▸ **Aufgabe**
Bearbeite bitte die Auflistung von ihrem Anfang bis einschließlich der Zeile mit „positive clicks: (44, 181)“: Ersetze dort „rough mask“ durch „coarse mask“ und gib nur diese Zeilen sonst unverändert und ohne die Bilder wieder.

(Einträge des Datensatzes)
◆ ◆ ◆ ◆ ◆

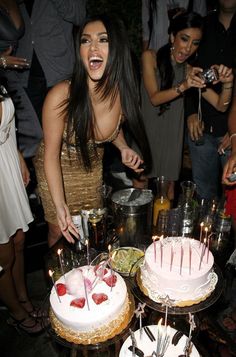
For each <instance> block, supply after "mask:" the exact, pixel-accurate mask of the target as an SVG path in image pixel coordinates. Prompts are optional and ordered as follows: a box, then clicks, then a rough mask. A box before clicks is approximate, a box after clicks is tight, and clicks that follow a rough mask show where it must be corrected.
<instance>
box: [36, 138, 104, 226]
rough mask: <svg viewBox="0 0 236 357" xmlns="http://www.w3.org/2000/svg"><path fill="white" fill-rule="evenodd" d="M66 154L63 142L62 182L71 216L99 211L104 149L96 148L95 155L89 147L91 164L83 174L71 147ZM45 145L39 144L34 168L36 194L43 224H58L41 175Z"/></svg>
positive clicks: (44, 181)
mask: <svg viewBox="0 0 236 357" xmlns="http://www.w3.org/2000/svg"><path fill="white" fill-rule="evenodd" d="M69 152H70V155H69V154H68V148H67V146H66V144H65V143H64V142H63V145H62V150H61V168H62V176H63V182H64V191H65V196H66V203H67V205H68V207H69V210H70V214H71V215H76V214H78V213H79V212H80V210H81V209H91V208H98V207H99V206H100V195H99V194H98V190H99V188H100V187H101V186H102V158H103V148H102V147H101V146H98V147H97V154H96V153H95V151H94V148H93V146H92V144H91V145H90V146H89V154H90V159H91V163H92V169H91V171H86V170H85V169H84V167H83V164H82V162H80V160H79V159H78V155H77V153H76V150H75V149H74V148H73V147H72V148H71V149H70V151H69ZM43 161H44V143H43V142H41V144H40V146H39V149H38V152H37V155H36V157H35V159H34V166H35V171H36V176H37V181H38V191H39V195H40V198H41V200H42V205H43V209H44V216H45V220H46V221H47V222H50V223H54V224H57V218H56V210H55V207H54V204H53V201H52V198H51V195H50V192H49V189H48V185H47V181H46V177H45V173H44V165H43Z"/></svg>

◆ ◆ ◆ ◆ ◆

▸ **Lösung**
For each <instance> block, supply after "mask:" the exact, pixel-accurate mask of the target as an SVG path in image pixel coordinates. Prompts are optional and ordered as follows: a box, then clicks, then a coarse mask. A box before clicks is approximate, a box after clicks is tight, and clicks that follow a coarse mask show where it must be corrected.
<instance>
box: [36, 138, 104, 226]
coarse mask: <svg viewBox="0 0 236 357" xmlns="http://www.w3.org/2000/svg"><path fill="white" fill-rule="evenodd" d="M66 154L63 142L62 182L71 216L99 211L104 149L96 148L95 155L89 147L91 164L83 174L71 147ZM45 145L39 144L34 168L36 194L43 224H58L41 175Z"/></svg>
positive clicks: (44, 181)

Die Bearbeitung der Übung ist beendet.